* [Request]: Copy out the lines below exactly, everything from the line containing "Pin the foliage" down to the end of the records. Leave the pictures out of your answer.
## BEGIN Data in this exercise
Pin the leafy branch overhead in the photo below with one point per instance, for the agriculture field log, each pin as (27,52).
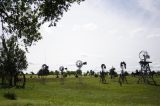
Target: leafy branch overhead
(23,18)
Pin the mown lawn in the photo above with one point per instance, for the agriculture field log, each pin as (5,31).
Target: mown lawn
(51,92)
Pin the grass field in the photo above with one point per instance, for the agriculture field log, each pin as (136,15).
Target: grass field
(51,92)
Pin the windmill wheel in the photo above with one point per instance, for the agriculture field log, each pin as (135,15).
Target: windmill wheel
(79,63)
(143,55)
(20,80)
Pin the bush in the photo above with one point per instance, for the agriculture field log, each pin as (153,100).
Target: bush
(10,96)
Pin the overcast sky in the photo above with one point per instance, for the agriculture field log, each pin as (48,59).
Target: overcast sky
(100,31)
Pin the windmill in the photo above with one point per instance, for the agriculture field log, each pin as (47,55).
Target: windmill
(122,77)
(145,72)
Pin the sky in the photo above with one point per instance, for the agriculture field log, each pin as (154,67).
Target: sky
(100,32)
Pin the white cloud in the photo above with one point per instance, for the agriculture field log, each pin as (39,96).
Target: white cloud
(90,27)
(149,5)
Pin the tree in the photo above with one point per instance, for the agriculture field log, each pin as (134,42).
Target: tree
(23,18)
(12,59)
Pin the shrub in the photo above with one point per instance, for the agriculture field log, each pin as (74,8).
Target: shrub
(10,95)
(96,75)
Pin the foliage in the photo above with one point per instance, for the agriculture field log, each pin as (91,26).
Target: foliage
(10,95)
(12,59)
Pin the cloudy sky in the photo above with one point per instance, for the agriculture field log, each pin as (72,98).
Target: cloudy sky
(101,31)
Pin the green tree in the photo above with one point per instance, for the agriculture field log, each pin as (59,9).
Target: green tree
(23,18)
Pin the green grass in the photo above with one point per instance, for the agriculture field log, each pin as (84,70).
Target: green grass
(90,92)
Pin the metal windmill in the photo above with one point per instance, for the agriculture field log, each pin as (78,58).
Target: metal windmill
(102,74)
(122,77)
(145,72)
(79,64)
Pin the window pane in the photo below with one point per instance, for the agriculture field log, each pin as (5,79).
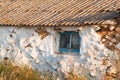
## END Data in this exercise
* [Exercise response]:
Pin the foliage in the photo above with one point per instance, for the agriculture field log, each pin as (91,26).
Target: foliage
(10,95)
(12,59)
Pin the cloudy sky in the photo above with one point per instance, for the agriculture field log, each pin as (72,98).
Target: cloudy sky
(101,31)
Pin the green tree in the photo above with one point per instance, for the agriculture field log, each pin as (59,9).
Target: green tree
(23,18)
Pin the green grass in the photo above with one point per instance, for the agriculture field log, each pin as (84,70).
Target: green grass
(90,92)
Pin the metal windmill in the photo above with one point per instance, for the agriculture field log, each pin as (78,58).
Target: metal windmill
(102,74)
(122,77)
(145,72)
(79,64)
Pin the window pane in the photo below with one point per instance, for the agriculture field log, each pin as (5,79).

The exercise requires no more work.